# [Source material]
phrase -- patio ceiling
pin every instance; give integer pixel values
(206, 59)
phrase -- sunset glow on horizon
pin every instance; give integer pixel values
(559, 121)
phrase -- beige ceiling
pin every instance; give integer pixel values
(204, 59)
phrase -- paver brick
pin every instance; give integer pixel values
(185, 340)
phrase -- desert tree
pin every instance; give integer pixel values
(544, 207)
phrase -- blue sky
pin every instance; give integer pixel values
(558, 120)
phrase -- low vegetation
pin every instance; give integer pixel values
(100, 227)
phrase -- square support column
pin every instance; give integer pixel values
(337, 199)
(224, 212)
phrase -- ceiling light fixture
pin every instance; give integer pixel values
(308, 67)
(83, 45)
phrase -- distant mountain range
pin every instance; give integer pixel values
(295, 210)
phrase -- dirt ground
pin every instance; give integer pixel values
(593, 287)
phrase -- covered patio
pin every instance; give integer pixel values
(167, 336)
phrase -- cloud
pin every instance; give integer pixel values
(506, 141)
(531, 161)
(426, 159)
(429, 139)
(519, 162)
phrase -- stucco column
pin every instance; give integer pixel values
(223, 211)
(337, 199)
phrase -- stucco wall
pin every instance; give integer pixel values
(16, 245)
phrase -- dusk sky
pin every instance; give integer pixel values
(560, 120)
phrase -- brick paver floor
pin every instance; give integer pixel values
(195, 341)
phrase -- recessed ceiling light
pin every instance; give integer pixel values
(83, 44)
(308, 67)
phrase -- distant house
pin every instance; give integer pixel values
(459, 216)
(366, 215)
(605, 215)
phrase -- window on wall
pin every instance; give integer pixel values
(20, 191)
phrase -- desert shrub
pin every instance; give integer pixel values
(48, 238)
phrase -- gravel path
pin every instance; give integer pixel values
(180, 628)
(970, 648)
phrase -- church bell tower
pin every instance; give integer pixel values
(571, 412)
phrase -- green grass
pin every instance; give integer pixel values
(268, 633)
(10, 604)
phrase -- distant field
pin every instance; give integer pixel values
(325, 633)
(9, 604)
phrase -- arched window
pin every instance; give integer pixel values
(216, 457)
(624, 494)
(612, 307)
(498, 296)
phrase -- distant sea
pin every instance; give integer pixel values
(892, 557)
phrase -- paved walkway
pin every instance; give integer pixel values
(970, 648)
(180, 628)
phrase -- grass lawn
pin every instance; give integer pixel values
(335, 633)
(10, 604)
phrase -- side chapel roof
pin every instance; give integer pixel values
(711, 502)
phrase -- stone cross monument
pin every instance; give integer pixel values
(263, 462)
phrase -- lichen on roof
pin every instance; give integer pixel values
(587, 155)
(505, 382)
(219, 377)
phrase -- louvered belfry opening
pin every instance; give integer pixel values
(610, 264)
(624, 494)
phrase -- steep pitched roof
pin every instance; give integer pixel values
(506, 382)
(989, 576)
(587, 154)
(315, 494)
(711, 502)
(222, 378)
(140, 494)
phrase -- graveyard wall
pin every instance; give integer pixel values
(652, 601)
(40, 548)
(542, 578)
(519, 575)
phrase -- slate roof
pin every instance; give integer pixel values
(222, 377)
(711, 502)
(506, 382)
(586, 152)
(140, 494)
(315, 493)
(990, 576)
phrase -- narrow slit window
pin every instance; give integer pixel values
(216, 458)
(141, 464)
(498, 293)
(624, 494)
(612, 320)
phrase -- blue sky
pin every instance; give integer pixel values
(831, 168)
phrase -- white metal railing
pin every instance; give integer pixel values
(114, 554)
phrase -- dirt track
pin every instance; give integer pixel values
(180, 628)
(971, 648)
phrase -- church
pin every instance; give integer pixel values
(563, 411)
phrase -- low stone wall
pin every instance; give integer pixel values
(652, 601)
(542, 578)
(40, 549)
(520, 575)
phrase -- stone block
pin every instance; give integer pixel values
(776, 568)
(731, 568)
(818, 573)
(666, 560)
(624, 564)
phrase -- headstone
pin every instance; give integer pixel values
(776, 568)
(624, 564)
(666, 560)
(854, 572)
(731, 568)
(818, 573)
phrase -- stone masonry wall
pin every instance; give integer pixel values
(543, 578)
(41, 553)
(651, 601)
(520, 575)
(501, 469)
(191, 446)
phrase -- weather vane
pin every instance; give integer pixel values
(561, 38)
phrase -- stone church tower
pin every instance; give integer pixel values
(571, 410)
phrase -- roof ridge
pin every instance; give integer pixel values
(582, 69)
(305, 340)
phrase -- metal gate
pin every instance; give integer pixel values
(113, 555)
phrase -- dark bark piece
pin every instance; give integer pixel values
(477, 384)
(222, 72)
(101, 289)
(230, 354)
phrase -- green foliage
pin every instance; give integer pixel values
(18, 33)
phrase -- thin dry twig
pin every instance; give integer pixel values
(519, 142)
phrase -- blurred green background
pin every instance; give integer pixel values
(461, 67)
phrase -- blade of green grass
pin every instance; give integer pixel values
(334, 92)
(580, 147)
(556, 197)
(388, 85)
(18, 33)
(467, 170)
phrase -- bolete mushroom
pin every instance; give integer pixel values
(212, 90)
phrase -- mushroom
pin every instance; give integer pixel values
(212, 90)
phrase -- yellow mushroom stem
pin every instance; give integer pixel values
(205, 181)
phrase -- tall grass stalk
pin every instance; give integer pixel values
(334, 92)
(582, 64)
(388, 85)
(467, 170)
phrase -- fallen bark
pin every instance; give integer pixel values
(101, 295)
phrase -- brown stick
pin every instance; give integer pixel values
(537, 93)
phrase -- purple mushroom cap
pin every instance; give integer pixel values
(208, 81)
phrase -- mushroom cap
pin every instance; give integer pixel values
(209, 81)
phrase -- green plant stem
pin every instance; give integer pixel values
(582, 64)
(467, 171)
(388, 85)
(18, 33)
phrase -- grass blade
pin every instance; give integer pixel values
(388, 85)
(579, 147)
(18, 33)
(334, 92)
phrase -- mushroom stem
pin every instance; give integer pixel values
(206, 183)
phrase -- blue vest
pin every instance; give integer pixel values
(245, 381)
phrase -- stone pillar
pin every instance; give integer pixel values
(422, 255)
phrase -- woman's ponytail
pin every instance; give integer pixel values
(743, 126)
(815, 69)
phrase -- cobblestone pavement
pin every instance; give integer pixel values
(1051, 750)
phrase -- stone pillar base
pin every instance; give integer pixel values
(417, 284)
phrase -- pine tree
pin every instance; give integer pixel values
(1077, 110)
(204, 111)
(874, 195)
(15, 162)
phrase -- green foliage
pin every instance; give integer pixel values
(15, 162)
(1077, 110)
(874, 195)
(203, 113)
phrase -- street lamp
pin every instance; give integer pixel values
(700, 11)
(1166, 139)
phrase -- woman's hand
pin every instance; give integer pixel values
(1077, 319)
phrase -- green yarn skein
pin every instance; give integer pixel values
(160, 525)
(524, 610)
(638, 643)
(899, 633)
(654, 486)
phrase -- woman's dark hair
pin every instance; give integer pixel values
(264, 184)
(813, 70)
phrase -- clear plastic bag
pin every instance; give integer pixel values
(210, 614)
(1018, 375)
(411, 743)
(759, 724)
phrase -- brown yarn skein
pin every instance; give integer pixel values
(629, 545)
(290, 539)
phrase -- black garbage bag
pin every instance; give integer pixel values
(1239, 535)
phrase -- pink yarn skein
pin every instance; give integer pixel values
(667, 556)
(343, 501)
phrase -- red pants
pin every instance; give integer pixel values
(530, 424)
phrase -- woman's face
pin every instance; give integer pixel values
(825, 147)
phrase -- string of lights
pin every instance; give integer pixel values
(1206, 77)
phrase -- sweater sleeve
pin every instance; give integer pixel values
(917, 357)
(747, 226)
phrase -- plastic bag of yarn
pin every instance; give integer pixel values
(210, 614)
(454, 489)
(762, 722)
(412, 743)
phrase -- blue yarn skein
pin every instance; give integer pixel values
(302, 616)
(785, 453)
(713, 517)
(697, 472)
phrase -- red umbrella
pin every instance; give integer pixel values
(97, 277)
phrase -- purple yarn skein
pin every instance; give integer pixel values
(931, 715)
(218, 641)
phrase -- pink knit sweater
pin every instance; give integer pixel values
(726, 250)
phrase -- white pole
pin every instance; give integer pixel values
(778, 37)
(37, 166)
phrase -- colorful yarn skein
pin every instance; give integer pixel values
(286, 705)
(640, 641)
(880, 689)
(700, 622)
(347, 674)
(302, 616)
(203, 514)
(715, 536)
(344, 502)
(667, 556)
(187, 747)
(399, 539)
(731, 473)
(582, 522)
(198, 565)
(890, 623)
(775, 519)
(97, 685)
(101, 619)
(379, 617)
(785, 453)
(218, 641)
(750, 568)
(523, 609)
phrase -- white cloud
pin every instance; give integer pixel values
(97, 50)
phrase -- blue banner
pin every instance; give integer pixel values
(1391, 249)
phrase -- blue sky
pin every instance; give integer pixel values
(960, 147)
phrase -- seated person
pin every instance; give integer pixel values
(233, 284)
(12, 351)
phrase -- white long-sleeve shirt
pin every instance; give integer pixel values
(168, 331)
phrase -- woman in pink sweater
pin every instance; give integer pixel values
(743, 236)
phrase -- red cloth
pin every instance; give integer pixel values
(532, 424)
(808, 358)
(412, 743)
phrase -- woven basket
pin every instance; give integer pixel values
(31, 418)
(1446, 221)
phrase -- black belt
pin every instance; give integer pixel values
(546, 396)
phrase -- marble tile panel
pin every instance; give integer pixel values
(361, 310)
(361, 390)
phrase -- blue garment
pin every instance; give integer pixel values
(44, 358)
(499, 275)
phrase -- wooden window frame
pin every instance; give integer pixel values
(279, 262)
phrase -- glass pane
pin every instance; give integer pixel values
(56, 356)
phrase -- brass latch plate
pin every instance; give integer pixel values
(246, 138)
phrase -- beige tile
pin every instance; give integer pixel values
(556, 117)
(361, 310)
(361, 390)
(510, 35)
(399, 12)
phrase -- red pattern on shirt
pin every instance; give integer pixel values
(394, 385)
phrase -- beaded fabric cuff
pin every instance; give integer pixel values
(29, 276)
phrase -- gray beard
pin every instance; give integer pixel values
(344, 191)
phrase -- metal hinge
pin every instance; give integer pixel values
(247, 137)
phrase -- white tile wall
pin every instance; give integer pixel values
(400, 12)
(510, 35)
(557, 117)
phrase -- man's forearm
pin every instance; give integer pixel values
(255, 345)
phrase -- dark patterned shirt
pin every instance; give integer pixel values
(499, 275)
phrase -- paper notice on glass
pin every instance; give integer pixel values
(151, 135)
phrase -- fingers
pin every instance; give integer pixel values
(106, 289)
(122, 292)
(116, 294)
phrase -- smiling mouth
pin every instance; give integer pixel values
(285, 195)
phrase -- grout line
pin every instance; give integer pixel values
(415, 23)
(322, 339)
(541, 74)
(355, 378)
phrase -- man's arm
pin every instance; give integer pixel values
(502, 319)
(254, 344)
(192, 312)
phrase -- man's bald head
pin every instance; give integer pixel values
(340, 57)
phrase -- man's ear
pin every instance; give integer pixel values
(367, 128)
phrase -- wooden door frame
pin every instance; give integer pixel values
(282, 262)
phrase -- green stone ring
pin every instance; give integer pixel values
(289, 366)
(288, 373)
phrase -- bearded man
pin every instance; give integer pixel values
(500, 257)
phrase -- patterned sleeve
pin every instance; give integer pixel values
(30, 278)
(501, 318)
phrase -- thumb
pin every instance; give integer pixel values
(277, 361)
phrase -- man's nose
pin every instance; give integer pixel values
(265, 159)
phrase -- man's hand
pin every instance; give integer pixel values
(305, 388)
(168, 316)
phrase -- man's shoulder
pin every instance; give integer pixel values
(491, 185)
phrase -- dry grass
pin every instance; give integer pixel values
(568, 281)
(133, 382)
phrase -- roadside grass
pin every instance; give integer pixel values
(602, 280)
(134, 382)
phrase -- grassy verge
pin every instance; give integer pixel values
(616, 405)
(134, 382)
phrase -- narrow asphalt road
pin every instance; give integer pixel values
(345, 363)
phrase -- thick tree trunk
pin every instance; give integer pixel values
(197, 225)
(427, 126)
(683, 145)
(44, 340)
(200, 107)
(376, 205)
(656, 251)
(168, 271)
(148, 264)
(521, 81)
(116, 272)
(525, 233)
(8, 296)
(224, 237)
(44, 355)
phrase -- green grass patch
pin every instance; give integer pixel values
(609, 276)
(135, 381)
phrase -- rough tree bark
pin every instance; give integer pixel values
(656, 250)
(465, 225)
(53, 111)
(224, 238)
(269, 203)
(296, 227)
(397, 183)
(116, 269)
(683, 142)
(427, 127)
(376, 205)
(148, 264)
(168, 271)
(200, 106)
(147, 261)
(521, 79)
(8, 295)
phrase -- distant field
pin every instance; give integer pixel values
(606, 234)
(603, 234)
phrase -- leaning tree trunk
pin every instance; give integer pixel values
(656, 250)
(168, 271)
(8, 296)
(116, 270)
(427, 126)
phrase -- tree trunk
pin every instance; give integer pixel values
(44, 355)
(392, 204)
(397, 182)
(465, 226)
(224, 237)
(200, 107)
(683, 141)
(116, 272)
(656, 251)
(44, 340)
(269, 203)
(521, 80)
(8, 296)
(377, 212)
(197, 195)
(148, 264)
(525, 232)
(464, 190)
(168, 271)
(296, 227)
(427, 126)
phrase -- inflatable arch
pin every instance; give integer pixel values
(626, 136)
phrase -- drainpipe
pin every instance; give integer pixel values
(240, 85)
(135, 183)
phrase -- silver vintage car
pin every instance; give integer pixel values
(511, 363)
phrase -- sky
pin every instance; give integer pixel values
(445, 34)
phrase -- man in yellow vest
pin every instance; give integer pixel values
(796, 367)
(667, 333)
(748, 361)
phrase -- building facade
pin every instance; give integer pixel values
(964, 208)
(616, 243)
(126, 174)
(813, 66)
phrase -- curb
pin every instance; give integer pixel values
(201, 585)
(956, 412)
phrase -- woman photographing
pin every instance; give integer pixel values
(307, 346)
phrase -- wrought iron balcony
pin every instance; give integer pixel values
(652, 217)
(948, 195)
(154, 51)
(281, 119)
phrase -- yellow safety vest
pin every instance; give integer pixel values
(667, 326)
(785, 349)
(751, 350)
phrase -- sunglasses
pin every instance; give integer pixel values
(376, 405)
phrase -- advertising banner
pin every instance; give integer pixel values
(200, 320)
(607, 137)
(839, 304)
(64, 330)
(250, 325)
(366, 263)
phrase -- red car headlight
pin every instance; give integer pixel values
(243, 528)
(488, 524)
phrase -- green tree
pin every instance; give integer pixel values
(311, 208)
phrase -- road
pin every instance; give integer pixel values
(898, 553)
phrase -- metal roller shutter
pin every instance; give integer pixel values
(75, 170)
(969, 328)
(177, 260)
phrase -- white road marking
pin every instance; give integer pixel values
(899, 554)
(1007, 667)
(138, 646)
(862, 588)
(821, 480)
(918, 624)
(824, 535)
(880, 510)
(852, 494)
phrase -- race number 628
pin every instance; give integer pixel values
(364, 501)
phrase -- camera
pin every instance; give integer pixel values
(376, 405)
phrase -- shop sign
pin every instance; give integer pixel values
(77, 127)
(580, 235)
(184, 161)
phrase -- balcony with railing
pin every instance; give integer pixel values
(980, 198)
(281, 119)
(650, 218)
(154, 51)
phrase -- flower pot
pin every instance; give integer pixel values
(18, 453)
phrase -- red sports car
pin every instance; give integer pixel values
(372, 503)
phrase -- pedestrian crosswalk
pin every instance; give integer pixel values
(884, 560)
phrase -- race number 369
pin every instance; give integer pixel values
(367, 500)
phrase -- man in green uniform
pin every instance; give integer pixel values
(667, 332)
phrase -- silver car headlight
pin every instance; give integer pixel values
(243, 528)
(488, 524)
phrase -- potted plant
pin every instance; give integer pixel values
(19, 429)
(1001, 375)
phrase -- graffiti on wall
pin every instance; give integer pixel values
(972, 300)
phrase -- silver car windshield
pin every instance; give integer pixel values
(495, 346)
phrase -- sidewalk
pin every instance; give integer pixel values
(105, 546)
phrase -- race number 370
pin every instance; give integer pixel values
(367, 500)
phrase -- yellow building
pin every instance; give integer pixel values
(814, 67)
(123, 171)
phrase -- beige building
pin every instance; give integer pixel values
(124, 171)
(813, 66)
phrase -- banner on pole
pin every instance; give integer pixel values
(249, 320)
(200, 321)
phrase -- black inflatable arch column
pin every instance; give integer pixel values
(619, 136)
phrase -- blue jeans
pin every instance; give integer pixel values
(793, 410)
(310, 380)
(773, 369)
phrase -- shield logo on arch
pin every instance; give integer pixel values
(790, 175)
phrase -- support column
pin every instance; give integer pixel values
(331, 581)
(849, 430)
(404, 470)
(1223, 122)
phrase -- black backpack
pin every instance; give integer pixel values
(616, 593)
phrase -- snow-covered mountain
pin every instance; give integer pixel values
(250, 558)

# [Direction]
Copy the entries word for word, from the line with "phrase -- banner on pole" through the last line of the entries.

# [Finished answer]
phrase -- banner on pole
pin every instance; give integer pixel values
(249, 320)
(200, 321)
phrase -- black inflatable arch column
pin every instance; give integer pixel values
(619, 136)
phrase -- blue jeans
pin every instance; give integer pixel values
(793, 410)
(310, 380)
(773, 369)
phrase -- shield logo on arch
pin every instance; give integer pixel values
(790, 175)
phrase -- support column
pin every instance; give integer pixel values
(331, 581)
(849, 430)
(404, 470)
(1223, 122)
phrase -- black backpack
pin every instance; give integer pixel values
(616, 593)
phrase -- snow-covered mountain
pin every instance; give integer pixel values
(250, 558)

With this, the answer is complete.